### Your objective
Each record, exactly as written, should be printed again.

Available records section start

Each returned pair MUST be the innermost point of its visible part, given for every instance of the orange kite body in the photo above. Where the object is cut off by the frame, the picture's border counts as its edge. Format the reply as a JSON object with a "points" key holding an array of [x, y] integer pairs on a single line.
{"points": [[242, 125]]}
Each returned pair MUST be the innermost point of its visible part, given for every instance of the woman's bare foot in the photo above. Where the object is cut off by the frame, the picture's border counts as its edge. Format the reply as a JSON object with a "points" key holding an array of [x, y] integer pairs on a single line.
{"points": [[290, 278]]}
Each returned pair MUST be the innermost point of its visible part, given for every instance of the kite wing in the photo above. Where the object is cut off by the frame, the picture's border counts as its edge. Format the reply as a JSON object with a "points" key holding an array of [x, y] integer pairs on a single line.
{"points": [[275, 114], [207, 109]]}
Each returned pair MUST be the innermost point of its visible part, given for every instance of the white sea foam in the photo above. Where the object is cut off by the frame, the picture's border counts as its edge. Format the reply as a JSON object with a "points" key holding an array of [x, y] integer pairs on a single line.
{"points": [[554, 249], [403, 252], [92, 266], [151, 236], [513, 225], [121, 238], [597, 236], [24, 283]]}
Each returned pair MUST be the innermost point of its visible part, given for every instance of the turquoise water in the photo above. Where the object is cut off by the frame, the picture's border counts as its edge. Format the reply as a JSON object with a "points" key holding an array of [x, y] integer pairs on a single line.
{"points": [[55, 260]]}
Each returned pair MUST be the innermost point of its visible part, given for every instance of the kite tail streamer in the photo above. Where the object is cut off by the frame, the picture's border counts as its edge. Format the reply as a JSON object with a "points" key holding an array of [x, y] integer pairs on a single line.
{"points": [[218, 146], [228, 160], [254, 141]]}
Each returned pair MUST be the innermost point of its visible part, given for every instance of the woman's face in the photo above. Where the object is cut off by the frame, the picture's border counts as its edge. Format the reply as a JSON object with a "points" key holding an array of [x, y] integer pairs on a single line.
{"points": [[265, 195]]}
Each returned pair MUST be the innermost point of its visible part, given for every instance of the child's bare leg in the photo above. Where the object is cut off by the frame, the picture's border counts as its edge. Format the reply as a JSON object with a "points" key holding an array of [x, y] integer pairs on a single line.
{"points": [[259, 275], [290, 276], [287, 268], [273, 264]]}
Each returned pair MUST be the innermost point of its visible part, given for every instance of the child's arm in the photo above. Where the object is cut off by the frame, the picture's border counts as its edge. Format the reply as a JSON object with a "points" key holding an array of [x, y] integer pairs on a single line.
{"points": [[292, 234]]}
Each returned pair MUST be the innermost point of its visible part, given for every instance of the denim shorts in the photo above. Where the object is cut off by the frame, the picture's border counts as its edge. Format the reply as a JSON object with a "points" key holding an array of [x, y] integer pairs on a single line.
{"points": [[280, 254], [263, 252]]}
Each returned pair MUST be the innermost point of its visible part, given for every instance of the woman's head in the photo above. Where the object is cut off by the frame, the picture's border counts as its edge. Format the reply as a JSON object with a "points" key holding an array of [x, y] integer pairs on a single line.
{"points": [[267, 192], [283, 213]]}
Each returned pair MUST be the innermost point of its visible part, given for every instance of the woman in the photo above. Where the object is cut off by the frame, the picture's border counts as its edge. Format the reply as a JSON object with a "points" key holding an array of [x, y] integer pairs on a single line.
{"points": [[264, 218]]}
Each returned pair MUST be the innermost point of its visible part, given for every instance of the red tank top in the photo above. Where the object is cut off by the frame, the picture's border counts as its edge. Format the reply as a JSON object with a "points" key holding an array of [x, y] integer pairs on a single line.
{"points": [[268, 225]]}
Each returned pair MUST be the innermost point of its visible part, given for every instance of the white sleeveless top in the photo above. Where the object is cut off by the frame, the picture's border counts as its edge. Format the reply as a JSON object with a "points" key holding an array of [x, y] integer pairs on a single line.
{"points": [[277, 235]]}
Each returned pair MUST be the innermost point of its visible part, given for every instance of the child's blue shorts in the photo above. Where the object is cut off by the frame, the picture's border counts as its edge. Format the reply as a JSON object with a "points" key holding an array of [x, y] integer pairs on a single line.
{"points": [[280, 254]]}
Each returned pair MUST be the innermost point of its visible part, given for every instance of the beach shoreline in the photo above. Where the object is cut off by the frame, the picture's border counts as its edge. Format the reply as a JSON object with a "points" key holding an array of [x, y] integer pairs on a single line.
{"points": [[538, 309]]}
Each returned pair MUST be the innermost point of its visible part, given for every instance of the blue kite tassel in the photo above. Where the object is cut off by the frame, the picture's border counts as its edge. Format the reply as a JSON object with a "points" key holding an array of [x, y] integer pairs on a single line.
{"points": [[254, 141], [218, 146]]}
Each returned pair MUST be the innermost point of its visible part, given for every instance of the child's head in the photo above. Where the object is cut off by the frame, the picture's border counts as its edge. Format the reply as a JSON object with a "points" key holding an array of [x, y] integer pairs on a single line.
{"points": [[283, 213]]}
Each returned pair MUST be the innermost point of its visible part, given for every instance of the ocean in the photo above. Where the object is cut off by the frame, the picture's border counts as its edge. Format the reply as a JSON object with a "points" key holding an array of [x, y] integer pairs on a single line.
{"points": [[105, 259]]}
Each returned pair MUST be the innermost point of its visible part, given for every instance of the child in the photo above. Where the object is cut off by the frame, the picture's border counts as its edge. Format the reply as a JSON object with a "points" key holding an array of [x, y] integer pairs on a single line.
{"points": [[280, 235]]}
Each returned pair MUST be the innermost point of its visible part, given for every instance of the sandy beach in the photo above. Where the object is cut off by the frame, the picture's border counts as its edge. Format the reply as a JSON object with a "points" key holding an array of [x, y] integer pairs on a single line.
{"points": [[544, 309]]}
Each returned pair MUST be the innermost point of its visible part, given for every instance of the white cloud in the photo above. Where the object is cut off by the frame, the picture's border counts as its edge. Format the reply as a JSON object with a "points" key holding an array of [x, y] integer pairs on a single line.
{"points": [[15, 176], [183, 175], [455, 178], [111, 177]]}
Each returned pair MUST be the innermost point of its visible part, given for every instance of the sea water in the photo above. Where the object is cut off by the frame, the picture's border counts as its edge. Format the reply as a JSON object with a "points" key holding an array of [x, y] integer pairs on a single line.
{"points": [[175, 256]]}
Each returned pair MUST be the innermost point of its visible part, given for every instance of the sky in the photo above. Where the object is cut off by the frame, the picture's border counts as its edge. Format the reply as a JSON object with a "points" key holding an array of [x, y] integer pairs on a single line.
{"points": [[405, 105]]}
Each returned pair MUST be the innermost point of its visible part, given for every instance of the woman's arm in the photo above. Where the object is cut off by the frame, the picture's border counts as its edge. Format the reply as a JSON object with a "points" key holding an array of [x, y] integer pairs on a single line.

Available records section end

### Result
Each returned pair MUST be the innermost point of its visible part, given for every instance of the orange kite body in the photo above. Where the object is cut off by the frame, the picture's border counts as its edge. Format the reply as a JSON object with a "points" key holding an array of [x, y] integer pairs on a single line.
{"points": [[242, 125]]}
Each returned pair MUST be the innermost point of its visible part, given for every instance of the woman's bare foot in the photo above. Where the object is cut off by the frame, the picture's border counts as its edge. Format the reply as a JSON object with a "points" key holding an array of [x, y] integer pairs on a single line.
{"points": [[290, 278]]}
Each returned pair MUST be the innermost point of its visible part, given for every instance of the kite wing in the photo above. Where the object is cut off by the frame, the picture's border counts as its edge. Format the reply as a JSON object with a "points" key holding an array of [x, y] integer pairs on a single line.
{"points": [[275, 114], [207, 109]]}
Each returned pair MUST be the innermost point of its visible part, given for every instance of the white sea foam in the photo above. Where the object is cut off by the frame, the picture's border counts as its edge. Format the reply as a JSON object with a "points" key holding an array of [x, y] integer pairs on a single line.
{"points": [[554, 249], [403, 252], [92, 266], [151, 236], [513, 225], [121, 238], [597, 236], [24, 283]]}
Each returned pair MUST be the innermost point of its visible part, given for every instance of the turquoise water in the photo above. Where the object is cut off by the frame, the picture's border counts as its edge. Format the reply as a JSON object with a "points" key holding an array of [x, y] integer pairs on a single line.
{"points": [[55, 260]]}
Each returned pair MUST be the innermost point of its visible part, given for every instance of the kite tail streamer in the photo above. Where the object is cut off by the frame, the picture's border counts as its edge. Format the reply as a JSON object with a "points" key holding an array of [x, y] integer pairs on a single line.
{"points": [[218, 146], [228, 160], [254, 141]]}
Each returned pair MUST be the innermost point of its visible part, given for every instance of the woman's face in the photo above. Where the object is cut off by the frame, the picture's border counts as its edge. Format the reply as a JSON object with a "points" key holding an array of [x, y] integer pairs on a single line.
{"points": [[265, 195]]}
Each returned pair MUST be the innermost point of its visible part, given for every instance of the child's bare leg in the photo above. Where the object is cut off by the frame, the picture's border counts as its edge. Format the reply as a JSON object with a "points" key holding an array of [x, y] integer pairs on a single line.
{"points": [[259, 275], [290, 276], [287, 268], [273, 264]]}
Each returned pair MUST be the innermost point of its visible part, given for every instance of the child's arm in the photo above. Where the object is cut off by the frame, the picture's border counts as its edge. Format the reply as a JSON object with a "points" key holding an array of [x, y] integer pairs on a single line.
{"points": [[292, 234]]}
Each returned pair MUST be the innermost point of its visible part, given for every instance of the denim shorts in the photo above. Where the object is cut off by the frame, the picture's border counts as its edge. Format the reply as a JSON object with a "points" key holding an array of [x, y] integer pairs on a single line.
{"points": [[280, 254], [263, 252]]}
Each returned pair MUST be the innermost point of its visible part, given for every instance of the woman's head in the photo above. Where the object is cut off by the frame, the picture's border counts as its edge. Format the reply as a JSON object with a "points" key holding an array of [x, y] integer pairs on a single line.
{"points": [[267, 192], [283, 213]]}
Each returned pair MUST be the innermost point of its visible part, given for every instance of the woman in the photo above. Where the object is cut off by the frame, the picture's border counts as its edge. Format the reply as a JSON object with a "points" key holding an array of [x, y] integer pairs on a single line.
{"points": [[264, 218]]}
Each returned pair MUST be the innermost point of its visible part, given for every instance of the red tank top in the photo above. Where the object is cut off by the frame, the picture's border counts as its edge. Format the reply as a JSON object with a "points" key holding an array of [x, y] integer pairs on a single line.
{"points": [[268, 225]]}
Each returned pair MUST be the innermost point of its visible part, given for every instance of the white sleeveless top in the photo above. Where the object is cut off by the frame, the picture's border counts as its edge. Format the reply as a JSON object with a "points" key holding an array of [x, y] integer pairs on a single line.
{"points": [[277, 235]]}
Each returned pair MUST be the innermost point of its visible part, given for every instance of the child's blue shorts in the photo above. Where the object is cut off by the frame, the picture's border counts as its edge. Format the reply as a JSON object with a "points" key holding an array of [x, y] integer pairs on a single line.
{"points": [[280, 254]]}
Each returned pair MUST be the innermost point of its visible part, given for every instance of the beach shoreline in the photo above. Where the object is cut off by the frame, the picture's border counts as its edge. Format the reply as a JSON object with a "points" key holding an array of [x, y] integer pairs on a single line.
{"points": [[538, 309]]}
Each returned pair MUST be the innermost point of its visible part, given for every instance of the blue kite tassel in the photo above. Where the object is cut off by the frame, the picture's border counts as its edge. Format the reply as a JSON object with a "points" key holding an array of [x, y] integer pairs on a single line.
{"points": [[254, 141], [218, 146]]}
Each returned pair MUST be the innermost point of its visible part, given for every instance of the child's head in the photo above. Where the object is cut off by the frame, the picture's border counts as its edge. Format the reply as a JSON object with a "points" key holding an array of [x, y] integer pairs on a single line.
{"points": [[283, 213]]}
Each returned pair MUST be the innermost point of its visible part, given for every instance of the ocean in the photo above. Where the object is cut off by the frame, the picture's border counts as its edge. Format the reply as a JSON object with a "points" key holding an array of [x, y] integer pairs on a single line.
{"points": [[105, 259]]}
Each returned pair MUST be the innermost point of its visible part, given for every instance of the child in the photo above. Where the object is cut off by the frame, the picture's border counts as its edge. Format the reply as a JSON object with a "points" key holding an array of [x, y] integer pairs on a single line.
{"points": [[280, 235]]}
Each returned pair MUST be the innermost point of its visible part, given for every instance of the sandy beach in the photo above. Where the object is cut off by the frame, the picture's border counts as its edge. Format the reply as a JSON object with a "points" key holding an array of [x, y] integer pairs on a single line.
{"points": [[544, 309]]}
Each returned pair MUST be the innermost point of its visible part, given for every instance of the white cloud in the photo above. Where the object is cut off by the frame, the picture's border counts as its edge. Format the reply as a JSON object with a "points" key holding an array of [x, y] integer pairs on a single line.
{"points": [[15, 176], [183, 175], [455, 178], [111, 177]]}
Each returned pair MUST be the innermost point of its visible part, given for every instance of the sea water in the photo above. Where the object is cut off by the frame, the picture's border counts as its edge. Format the reply as a JSON object with a "points" key holding an array of [x, y] integer pairs on a single line.
{"points": [[175, 256]]}
Each returned pair MUST be the innermost point of its visible part, given for every instance of the sky in the photo above. Where the object is cut off by the frame, the picture's border counts as its edge. Format the reply as a JSON object with a "points" key holding an array of [x, y] integer pairs on a single line.
{"points": [[405, 105]]}
Each returned pair MUST be the innermost point of its visible part, given for every instance of the woman's arm in the photo above. Where the object is cut off by the frame, the picture's border counts as its edge. Format the reply as a JSON object with a "points" key holding an array of [x, y] integer pairs on a single line.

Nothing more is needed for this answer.